• **Work order**: Write out each line of the records that has "below" in it.

• **Data excerpts**:
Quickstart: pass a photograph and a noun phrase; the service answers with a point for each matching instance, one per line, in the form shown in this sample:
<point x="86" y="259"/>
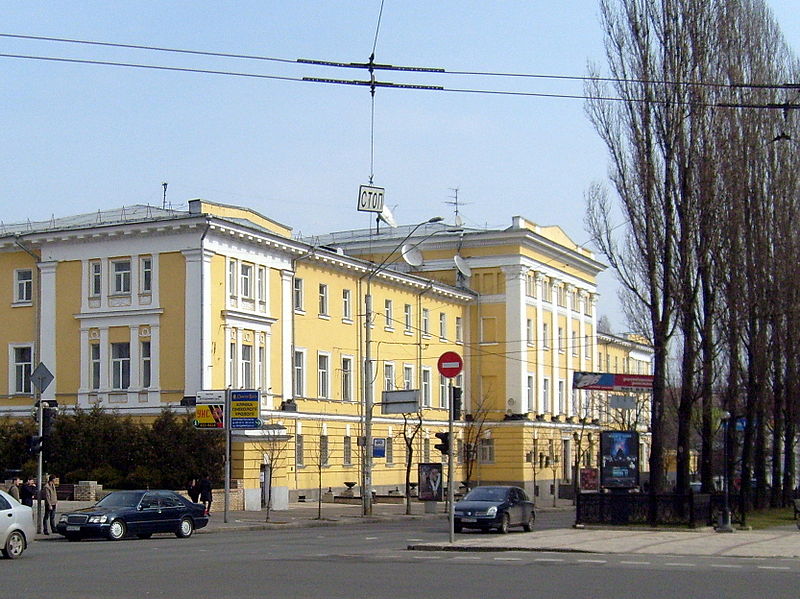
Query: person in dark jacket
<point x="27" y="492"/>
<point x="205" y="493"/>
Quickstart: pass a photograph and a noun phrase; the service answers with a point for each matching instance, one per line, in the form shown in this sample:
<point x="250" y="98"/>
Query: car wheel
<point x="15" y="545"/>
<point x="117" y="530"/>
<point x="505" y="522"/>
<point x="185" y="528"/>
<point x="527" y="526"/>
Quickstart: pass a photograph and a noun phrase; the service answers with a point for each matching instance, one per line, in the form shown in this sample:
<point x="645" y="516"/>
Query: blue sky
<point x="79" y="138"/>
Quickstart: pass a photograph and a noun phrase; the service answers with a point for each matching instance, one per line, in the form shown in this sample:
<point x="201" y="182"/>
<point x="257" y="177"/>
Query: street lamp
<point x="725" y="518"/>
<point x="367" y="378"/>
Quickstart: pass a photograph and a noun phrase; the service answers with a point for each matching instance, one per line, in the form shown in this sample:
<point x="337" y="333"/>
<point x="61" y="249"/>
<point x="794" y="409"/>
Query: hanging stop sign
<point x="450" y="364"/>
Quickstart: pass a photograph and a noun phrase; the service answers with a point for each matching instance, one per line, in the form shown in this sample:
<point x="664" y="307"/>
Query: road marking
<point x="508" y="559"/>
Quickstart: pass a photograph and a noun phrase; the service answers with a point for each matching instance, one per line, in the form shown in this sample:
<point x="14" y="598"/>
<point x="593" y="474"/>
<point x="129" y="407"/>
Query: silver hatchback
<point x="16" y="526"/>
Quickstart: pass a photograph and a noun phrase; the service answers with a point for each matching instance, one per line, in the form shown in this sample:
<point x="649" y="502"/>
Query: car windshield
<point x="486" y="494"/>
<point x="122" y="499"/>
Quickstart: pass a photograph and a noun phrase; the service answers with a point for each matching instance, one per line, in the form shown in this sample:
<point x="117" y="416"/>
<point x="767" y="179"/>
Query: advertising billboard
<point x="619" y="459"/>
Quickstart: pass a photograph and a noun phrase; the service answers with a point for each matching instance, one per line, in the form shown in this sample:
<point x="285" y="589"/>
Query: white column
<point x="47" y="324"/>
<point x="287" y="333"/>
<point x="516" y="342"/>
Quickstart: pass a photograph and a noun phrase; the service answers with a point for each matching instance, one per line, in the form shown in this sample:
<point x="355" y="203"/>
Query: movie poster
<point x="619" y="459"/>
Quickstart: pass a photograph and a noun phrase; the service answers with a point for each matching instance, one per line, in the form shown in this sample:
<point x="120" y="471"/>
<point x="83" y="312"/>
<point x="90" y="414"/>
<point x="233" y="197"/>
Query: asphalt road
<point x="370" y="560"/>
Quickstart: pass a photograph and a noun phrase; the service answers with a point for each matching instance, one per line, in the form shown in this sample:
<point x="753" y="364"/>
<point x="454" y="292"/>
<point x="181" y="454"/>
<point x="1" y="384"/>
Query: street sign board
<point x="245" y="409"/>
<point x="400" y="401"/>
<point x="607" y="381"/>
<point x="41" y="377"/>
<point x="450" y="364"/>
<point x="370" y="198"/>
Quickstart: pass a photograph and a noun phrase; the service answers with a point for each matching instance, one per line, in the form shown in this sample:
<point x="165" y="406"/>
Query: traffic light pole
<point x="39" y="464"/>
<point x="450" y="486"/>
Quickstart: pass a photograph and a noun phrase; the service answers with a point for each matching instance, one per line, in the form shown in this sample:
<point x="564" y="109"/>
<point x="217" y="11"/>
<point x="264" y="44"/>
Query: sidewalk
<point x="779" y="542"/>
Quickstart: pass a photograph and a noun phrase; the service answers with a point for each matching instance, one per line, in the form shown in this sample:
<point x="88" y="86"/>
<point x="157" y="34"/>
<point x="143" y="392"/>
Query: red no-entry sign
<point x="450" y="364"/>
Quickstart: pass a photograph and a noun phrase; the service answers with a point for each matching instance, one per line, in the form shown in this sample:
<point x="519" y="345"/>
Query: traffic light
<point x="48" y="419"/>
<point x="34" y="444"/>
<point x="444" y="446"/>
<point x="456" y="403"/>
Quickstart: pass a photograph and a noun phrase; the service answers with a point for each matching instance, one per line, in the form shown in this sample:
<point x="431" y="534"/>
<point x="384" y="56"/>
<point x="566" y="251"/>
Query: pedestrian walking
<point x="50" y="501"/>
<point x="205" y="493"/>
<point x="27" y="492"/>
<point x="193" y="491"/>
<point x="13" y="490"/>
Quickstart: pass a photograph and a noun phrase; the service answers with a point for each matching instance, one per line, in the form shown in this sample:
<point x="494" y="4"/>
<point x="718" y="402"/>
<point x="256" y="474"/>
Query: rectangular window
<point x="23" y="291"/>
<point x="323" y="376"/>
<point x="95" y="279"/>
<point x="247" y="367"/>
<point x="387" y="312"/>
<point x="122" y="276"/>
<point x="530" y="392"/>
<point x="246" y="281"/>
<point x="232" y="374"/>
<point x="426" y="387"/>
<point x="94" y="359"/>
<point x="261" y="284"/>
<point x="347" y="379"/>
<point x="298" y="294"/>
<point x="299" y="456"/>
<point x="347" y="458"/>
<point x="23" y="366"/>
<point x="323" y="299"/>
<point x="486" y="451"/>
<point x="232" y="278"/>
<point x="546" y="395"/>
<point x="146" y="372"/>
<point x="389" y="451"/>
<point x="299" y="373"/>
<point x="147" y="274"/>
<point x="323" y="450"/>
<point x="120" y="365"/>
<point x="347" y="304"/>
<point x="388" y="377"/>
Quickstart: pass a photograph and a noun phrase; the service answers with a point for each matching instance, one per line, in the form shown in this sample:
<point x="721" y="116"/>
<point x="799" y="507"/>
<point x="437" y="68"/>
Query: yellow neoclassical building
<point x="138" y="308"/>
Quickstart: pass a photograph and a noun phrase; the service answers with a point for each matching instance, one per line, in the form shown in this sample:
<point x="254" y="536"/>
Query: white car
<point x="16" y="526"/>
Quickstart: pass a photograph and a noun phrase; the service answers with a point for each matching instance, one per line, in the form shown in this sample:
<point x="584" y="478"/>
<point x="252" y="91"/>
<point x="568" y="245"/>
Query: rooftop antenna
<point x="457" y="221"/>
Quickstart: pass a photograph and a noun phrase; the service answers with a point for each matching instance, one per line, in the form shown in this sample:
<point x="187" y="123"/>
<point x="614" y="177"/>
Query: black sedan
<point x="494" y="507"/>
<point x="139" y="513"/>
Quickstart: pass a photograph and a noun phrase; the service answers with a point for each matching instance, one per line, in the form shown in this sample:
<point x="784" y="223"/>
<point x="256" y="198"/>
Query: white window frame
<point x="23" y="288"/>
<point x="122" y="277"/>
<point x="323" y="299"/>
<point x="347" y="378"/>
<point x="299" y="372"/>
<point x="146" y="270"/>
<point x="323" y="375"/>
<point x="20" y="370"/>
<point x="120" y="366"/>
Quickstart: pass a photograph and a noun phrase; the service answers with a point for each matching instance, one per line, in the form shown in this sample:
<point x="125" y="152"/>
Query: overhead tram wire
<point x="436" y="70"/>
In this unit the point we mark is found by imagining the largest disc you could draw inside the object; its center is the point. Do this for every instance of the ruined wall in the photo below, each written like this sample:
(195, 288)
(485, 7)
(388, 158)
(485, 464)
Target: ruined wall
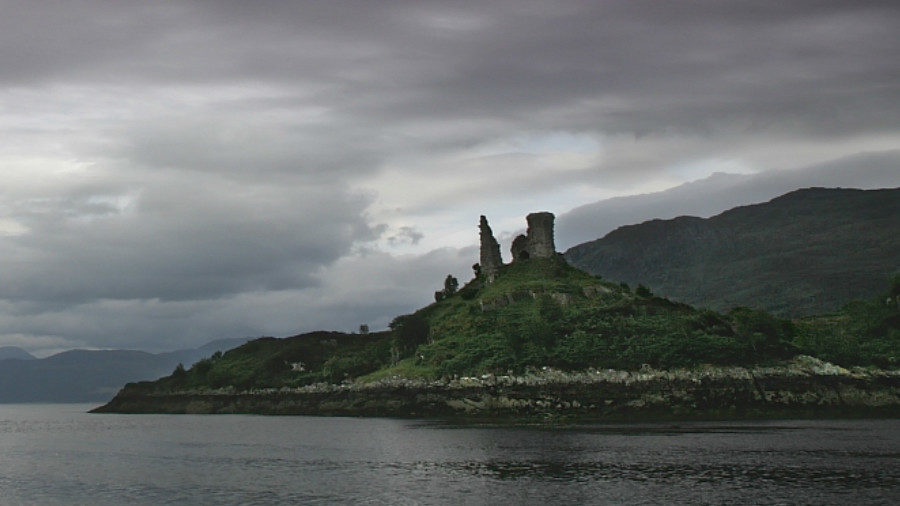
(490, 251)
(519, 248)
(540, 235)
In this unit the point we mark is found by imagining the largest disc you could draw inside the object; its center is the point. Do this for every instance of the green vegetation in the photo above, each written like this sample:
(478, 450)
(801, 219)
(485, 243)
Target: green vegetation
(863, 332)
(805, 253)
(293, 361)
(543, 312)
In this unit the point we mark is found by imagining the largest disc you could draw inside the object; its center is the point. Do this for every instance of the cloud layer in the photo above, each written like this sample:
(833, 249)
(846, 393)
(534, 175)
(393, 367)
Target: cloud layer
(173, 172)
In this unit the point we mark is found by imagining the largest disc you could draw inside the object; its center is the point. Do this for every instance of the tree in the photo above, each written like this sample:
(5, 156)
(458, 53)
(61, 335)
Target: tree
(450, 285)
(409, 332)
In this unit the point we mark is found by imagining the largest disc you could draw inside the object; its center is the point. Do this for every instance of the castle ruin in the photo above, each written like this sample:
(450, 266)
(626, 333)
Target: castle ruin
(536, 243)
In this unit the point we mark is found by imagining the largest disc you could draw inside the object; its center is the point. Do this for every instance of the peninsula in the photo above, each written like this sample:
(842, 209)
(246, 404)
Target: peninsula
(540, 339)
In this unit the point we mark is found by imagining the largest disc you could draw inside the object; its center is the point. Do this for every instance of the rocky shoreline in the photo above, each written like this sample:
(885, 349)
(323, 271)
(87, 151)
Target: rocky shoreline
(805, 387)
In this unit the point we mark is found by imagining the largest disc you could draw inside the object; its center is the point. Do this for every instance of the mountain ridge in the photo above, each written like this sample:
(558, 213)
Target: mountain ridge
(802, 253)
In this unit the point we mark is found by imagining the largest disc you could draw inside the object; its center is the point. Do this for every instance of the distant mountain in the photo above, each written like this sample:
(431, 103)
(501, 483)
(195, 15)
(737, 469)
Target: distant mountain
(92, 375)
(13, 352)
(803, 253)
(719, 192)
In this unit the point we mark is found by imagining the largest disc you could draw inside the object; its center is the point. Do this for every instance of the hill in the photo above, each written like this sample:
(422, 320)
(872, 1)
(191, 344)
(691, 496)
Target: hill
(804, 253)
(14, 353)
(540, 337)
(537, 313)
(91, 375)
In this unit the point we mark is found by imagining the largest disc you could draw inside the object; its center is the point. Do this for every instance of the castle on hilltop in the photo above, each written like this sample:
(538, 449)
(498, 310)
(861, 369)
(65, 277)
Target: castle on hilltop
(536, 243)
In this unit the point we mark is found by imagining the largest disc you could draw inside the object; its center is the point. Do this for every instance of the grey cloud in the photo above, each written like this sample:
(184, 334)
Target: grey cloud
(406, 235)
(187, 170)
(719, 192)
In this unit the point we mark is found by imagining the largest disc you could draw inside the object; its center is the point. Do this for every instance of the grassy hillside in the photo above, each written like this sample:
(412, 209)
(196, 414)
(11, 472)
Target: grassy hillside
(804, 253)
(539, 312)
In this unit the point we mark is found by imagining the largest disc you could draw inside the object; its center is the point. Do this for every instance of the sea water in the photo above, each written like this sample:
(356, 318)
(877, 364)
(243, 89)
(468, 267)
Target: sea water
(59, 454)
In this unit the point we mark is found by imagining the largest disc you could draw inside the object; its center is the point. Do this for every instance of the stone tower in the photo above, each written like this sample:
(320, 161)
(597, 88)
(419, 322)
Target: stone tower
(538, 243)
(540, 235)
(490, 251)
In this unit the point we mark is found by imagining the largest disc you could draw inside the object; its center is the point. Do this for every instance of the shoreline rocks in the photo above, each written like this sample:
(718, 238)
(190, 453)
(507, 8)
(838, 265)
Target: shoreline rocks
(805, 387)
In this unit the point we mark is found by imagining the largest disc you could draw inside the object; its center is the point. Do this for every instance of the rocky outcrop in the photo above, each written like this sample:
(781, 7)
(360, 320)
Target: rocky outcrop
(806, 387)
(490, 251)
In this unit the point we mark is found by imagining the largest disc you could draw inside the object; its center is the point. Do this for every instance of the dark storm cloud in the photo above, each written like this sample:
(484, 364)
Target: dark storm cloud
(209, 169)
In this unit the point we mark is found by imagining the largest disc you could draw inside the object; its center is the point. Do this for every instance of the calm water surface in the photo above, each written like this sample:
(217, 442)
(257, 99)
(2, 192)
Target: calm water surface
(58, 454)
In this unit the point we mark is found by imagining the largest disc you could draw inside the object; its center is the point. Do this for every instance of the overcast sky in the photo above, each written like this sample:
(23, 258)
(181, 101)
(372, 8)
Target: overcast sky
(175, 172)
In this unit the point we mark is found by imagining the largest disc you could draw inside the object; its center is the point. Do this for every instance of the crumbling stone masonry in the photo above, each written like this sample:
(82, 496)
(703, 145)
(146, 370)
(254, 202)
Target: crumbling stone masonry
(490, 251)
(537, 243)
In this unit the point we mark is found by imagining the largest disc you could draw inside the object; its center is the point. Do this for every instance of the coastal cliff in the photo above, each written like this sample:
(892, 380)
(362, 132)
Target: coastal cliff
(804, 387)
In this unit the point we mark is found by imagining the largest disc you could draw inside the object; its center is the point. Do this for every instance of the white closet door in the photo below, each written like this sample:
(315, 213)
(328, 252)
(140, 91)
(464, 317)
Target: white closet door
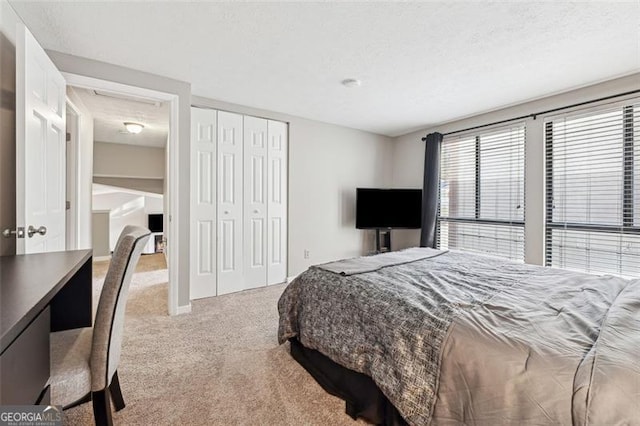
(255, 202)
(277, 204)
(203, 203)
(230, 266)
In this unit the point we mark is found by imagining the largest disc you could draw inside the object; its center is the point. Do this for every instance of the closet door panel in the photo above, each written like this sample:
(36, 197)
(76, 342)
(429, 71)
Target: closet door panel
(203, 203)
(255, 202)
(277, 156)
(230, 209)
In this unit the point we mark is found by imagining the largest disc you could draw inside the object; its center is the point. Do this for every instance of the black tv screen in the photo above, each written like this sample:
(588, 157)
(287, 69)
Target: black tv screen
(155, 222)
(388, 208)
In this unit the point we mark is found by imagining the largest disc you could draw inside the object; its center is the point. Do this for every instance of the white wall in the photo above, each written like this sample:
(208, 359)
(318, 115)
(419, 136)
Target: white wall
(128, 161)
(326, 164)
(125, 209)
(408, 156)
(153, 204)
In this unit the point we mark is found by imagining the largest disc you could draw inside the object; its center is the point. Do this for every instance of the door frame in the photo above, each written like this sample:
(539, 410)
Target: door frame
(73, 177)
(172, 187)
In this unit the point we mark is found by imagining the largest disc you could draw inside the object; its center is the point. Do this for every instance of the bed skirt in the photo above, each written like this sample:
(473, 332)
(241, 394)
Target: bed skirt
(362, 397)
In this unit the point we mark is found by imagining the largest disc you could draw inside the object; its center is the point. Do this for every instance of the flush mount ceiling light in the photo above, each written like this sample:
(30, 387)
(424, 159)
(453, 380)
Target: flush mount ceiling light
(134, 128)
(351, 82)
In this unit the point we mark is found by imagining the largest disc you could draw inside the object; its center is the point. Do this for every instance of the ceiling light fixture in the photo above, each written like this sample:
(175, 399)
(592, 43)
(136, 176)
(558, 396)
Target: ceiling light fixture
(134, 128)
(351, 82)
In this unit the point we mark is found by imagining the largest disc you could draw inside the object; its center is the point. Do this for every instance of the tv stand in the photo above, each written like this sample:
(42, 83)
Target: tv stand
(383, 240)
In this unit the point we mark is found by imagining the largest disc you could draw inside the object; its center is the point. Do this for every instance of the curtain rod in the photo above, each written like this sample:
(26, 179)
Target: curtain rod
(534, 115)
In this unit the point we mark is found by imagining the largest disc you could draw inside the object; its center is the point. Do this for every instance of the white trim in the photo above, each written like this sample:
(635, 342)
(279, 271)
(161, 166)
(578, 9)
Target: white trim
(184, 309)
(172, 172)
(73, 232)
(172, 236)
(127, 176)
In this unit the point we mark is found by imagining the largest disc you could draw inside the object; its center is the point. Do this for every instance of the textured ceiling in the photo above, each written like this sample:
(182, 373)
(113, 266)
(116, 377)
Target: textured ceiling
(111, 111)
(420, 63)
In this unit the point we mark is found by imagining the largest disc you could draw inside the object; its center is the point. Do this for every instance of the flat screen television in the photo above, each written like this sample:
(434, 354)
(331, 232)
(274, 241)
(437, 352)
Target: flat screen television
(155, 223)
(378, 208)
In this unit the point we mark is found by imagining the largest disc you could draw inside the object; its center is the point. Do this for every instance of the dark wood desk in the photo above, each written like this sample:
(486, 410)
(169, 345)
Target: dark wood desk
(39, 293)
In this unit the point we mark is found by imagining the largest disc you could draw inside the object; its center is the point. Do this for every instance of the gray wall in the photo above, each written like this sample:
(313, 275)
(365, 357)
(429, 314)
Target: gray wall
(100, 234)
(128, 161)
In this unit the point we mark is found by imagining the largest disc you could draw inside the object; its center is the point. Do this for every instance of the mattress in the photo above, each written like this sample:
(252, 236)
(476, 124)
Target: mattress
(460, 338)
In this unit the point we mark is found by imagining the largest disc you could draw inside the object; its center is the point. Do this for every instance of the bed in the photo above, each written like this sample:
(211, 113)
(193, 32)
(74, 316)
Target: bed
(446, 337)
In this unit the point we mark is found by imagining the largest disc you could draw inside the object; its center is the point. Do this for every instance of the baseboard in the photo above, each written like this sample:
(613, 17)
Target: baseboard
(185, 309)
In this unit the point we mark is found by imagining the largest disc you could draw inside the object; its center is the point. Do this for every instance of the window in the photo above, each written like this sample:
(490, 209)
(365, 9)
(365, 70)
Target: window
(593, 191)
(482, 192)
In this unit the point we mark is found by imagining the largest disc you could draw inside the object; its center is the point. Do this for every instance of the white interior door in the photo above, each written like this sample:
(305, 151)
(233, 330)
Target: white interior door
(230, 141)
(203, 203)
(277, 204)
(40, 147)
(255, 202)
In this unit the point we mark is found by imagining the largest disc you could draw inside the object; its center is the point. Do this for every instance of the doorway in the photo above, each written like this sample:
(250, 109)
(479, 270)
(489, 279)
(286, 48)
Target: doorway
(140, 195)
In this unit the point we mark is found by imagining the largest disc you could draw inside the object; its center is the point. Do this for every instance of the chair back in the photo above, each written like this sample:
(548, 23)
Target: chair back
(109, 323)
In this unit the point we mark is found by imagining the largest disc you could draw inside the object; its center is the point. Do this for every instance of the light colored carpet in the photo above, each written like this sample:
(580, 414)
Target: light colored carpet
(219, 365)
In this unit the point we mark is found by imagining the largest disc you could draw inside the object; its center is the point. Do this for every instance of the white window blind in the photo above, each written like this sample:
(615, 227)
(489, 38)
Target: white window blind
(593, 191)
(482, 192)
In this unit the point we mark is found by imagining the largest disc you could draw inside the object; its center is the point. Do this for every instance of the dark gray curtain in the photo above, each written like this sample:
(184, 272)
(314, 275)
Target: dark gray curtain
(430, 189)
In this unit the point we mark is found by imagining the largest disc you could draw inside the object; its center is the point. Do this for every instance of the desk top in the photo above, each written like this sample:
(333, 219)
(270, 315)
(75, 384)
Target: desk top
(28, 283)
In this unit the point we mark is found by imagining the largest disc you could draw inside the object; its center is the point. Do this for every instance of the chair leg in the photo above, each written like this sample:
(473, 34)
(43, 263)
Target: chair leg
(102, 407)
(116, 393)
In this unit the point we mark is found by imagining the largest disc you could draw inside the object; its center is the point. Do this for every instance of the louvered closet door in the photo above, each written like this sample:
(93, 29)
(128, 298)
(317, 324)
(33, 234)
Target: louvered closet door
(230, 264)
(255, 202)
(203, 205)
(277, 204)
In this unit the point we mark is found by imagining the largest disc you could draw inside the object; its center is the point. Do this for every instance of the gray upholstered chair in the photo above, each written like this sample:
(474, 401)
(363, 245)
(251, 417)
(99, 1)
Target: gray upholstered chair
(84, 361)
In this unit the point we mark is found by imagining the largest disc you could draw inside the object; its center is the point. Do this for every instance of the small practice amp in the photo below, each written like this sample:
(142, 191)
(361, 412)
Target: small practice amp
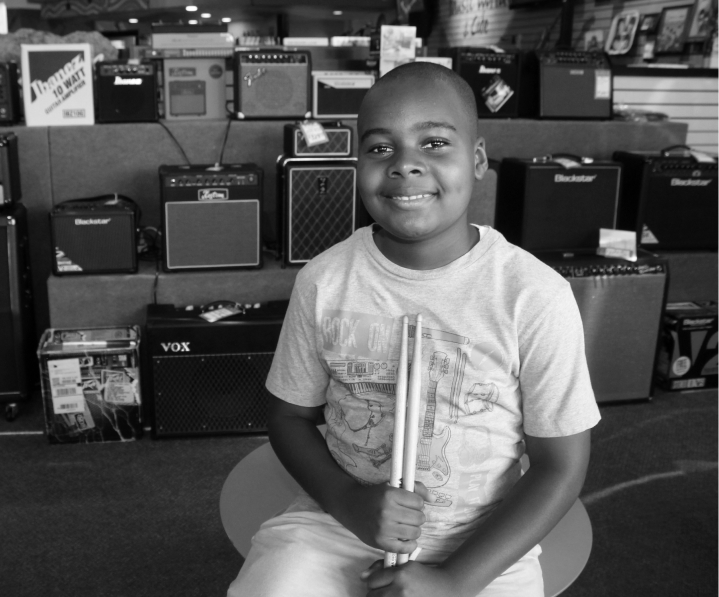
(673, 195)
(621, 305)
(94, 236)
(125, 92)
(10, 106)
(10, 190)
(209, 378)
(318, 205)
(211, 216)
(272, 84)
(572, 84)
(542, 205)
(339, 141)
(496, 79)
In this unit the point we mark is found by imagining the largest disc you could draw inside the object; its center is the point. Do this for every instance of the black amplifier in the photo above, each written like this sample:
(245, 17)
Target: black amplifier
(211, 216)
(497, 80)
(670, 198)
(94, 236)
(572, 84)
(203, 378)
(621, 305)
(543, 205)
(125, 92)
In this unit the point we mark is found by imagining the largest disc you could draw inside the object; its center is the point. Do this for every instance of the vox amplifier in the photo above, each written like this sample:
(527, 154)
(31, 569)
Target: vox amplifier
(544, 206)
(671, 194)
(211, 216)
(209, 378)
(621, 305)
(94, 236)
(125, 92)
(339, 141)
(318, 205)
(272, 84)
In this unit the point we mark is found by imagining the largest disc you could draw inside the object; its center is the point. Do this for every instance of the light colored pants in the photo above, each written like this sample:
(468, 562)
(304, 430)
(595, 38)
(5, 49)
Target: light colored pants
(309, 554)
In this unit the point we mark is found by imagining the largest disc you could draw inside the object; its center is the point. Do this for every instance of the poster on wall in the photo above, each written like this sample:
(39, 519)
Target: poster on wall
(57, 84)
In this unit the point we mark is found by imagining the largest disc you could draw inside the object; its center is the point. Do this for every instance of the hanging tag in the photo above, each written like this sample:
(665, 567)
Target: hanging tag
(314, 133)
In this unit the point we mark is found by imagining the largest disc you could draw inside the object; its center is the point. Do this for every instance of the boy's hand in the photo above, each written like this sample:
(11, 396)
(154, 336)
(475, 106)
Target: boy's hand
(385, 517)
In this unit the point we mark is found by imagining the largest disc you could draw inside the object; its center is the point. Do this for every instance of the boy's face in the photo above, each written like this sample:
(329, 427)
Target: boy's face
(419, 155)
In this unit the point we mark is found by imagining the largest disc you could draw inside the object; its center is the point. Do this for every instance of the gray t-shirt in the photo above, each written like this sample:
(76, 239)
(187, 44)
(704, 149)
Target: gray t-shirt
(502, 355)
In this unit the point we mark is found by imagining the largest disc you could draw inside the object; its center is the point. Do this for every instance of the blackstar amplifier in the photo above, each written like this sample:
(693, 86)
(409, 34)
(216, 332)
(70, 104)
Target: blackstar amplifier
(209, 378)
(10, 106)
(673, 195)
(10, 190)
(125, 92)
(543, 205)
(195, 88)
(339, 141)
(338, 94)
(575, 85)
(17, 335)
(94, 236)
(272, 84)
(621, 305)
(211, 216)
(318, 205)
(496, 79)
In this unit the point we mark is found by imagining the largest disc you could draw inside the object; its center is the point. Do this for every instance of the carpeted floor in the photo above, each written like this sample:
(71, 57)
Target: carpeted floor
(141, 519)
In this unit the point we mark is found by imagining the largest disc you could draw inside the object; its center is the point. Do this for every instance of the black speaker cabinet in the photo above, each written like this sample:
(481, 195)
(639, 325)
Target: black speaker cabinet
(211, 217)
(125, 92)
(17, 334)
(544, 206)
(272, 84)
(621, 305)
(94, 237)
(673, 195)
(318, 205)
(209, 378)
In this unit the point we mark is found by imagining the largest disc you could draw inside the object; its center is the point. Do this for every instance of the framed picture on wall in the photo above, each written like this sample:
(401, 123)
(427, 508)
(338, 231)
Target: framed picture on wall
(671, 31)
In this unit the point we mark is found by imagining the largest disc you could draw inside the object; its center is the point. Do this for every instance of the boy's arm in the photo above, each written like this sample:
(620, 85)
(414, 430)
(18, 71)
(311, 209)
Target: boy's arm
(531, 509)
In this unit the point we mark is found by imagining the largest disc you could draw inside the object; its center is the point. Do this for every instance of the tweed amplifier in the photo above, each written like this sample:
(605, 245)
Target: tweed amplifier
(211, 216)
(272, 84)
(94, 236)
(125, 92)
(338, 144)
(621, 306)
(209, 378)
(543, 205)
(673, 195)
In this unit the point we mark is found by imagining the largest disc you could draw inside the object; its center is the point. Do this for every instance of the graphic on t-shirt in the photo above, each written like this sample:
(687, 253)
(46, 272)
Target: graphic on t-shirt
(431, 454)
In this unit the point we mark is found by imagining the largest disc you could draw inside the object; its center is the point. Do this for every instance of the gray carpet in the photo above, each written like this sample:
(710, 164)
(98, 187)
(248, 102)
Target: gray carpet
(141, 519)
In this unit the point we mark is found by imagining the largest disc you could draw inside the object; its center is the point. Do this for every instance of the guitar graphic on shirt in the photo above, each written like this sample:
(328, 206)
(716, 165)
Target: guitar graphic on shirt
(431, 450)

• **Written response**:
In this unit the point we mark is found by imagining the largest disc you could draw inside the object; its center is the point. Do this for every instance of the ruined wall in the photo below, each written like this sample:
In this unit the point we mark is found by imagining the largest disc you could draw inside the object; its center is the point. Do this for every instance of the white closet door in the photo below, each written like this sample:
In this unit the point we mark is found by imagining the largest disc you could draw inside the object; its center is the point. Do this for every instance of the small practice amp in the photo below, each written like this sample:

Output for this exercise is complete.